From the rows below, pull out every line that contains the word "spire" and copy each one unchanged.
-------- The records --------
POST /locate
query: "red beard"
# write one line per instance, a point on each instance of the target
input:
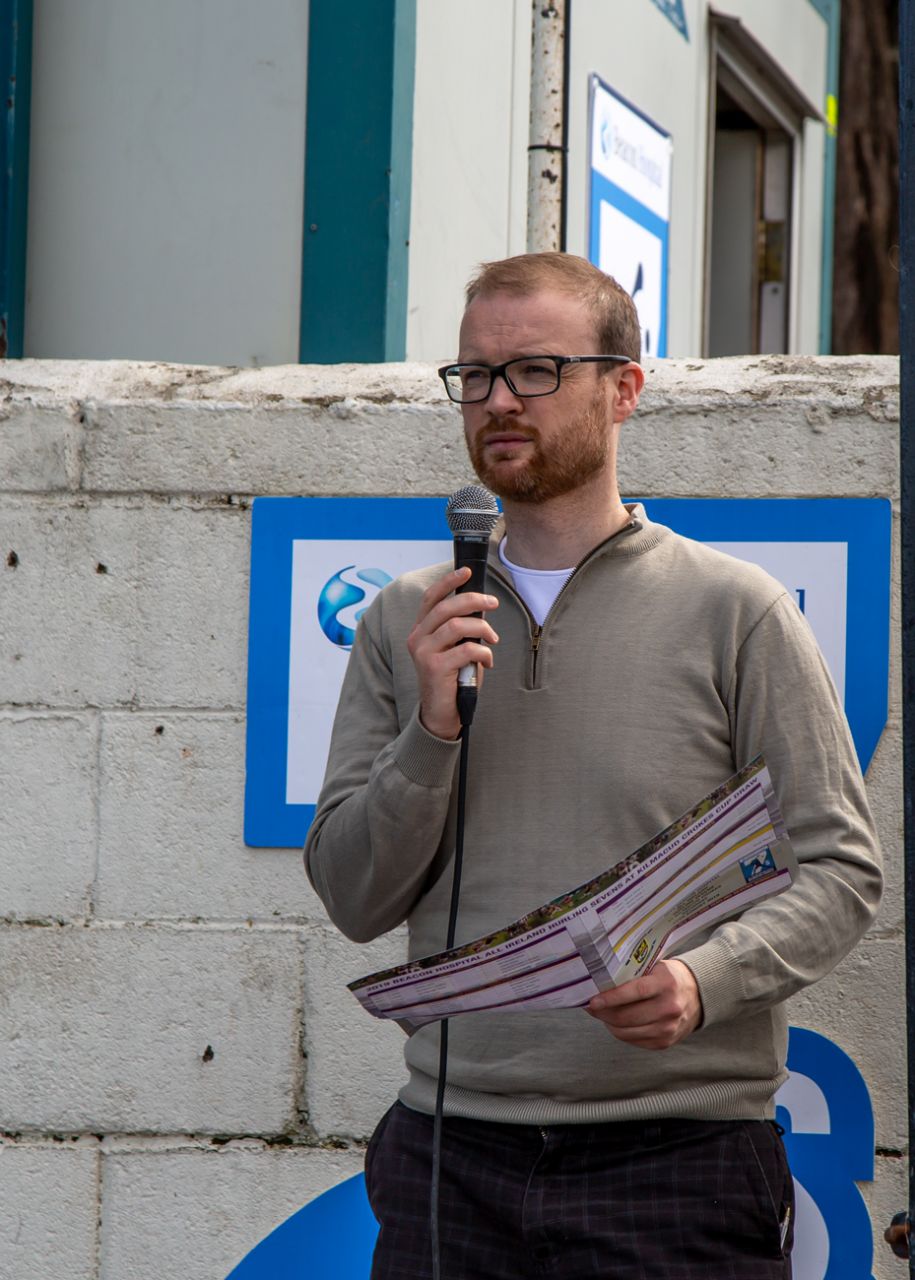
--------
-------- The records --------
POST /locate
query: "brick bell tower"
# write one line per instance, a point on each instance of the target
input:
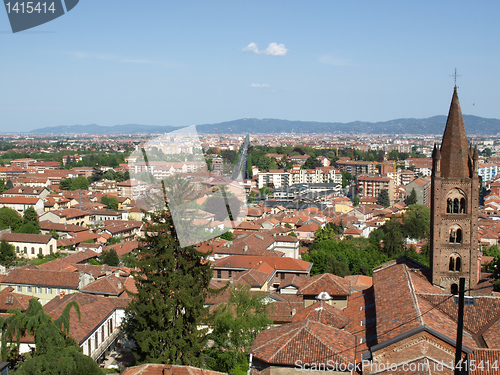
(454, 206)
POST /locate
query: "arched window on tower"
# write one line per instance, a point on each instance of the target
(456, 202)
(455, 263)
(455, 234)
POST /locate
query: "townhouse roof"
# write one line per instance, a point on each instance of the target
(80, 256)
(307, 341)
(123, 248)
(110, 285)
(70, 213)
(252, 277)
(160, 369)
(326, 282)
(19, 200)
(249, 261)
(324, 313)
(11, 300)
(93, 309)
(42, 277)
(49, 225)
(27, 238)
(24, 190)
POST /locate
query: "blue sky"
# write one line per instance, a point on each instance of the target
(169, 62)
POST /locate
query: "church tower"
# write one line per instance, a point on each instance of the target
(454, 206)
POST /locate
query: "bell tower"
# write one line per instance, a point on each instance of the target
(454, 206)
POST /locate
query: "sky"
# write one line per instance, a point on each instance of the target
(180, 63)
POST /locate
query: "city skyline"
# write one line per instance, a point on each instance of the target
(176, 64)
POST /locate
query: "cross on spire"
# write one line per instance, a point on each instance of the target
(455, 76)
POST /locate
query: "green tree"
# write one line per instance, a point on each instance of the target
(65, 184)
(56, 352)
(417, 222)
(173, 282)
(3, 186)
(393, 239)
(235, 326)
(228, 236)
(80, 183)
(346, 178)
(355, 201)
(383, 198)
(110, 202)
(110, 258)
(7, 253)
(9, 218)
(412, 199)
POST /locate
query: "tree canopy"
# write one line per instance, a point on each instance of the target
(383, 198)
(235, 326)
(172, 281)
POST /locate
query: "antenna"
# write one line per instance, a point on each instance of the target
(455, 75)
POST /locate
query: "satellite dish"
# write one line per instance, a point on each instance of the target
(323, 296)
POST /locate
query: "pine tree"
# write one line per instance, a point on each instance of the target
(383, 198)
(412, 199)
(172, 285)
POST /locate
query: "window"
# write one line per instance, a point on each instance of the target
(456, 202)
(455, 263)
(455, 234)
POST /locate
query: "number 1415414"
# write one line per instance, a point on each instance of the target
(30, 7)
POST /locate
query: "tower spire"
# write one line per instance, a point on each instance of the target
--------
**The completed task**
query: "cross on spire"
query: "tower spire"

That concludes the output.